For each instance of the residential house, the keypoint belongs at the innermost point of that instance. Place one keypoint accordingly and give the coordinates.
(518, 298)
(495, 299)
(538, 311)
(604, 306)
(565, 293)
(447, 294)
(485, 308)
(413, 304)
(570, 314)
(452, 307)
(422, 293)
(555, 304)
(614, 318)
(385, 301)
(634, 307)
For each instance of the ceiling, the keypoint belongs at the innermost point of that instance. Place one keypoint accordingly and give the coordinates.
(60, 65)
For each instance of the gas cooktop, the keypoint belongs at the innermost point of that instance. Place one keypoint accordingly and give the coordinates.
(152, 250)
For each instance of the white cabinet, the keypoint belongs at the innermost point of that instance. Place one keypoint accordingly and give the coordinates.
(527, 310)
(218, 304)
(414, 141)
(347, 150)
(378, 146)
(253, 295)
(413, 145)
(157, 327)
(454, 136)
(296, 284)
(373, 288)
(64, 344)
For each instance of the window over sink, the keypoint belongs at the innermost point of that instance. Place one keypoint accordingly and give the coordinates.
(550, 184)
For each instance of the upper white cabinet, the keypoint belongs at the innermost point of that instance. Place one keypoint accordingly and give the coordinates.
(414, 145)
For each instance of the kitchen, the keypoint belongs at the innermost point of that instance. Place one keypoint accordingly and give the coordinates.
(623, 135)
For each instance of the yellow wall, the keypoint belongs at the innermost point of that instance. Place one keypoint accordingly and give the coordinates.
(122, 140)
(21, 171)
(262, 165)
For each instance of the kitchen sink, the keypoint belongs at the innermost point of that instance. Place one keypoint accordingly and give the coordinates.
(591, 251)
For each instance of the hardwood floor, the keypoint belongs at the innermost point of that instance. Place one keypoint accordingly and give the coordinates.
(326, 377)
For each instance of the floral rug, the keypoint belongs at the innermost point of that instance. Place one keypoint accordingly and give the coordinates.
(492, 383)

● Problem to work on:
Retype all of the data shown above, word for word.

● Output of the task:
For each instance of the residential house, the keypoint belongs at the innermost point of that instance. Place one keypoint accordingly and give the coordinates.
(518, 298)
(495, 299)
(538, 311)
(604, 306)
(565, 293)
(447, 294)
(485, 308)
(413, 304)
(570, 314)
(452, 307)
(422, 293)
(555, 304)
(614, 318)
(385, 301)
(634, 307)
For each instance of the ceiling, the keypoint belongs at the innermost point of that instance. Place one keypoint accordingly and give the coordinates.
(60, 65)
For each instance of the gas cooktop, the keypoint belongs at the innermost point of that instance. Place one keypoint accordingly and give the coordinates.
(152, 250)
For each instance of the white cabinet, the keypoint belongs at the innermost point of that instance. Place one keypoint accordingly and give the coordinates.
(527, 310)
(218, 304)
(414, 141)
(347, 150)
(378, 146)
(253, 295)
(413, 145)
(157, 327)
(454, 136)
(296, 284)
(373, 288)
(64, 344)
For each instance of the window over sink, the keypoint belongs at the innermost point of that instance. Place one keypoint accordingly and give the coordinates.
(550, 184)
For each instance of the upper white cabinet, the keypoint belongs at the innermost point of that instance. Place one keypoint accordingly and give the coordinates.
(414, 145)
For each instance of the kitchen, the keypoint belongs at the innermost point of that instance. Place one keypoint accordingly and give the coordinates.
(623, 135)
For each instance of the yellow wall, the keypoint belongs at the innermost point of that instance. Place one keypoint accordingly and give the coordinates.
(122, 140)
(21, 171)
(262, 165)
For each instance of the kitchen sink, the keypoint belongs at the innermost point of that instance. Place one keypoint accordingly and give the coordinates.
(591, 251)
For each instance of the hardwood floor, the keypoint belongs at the innermost point of that instance. Place one keypoint accordingly and give the coordinates.
(326, 377)
For each instance of the floral rug, the keypoint belongs at the innermost point of that instance. Place one keypoint accordingly and give the coordinates.
(492, 383)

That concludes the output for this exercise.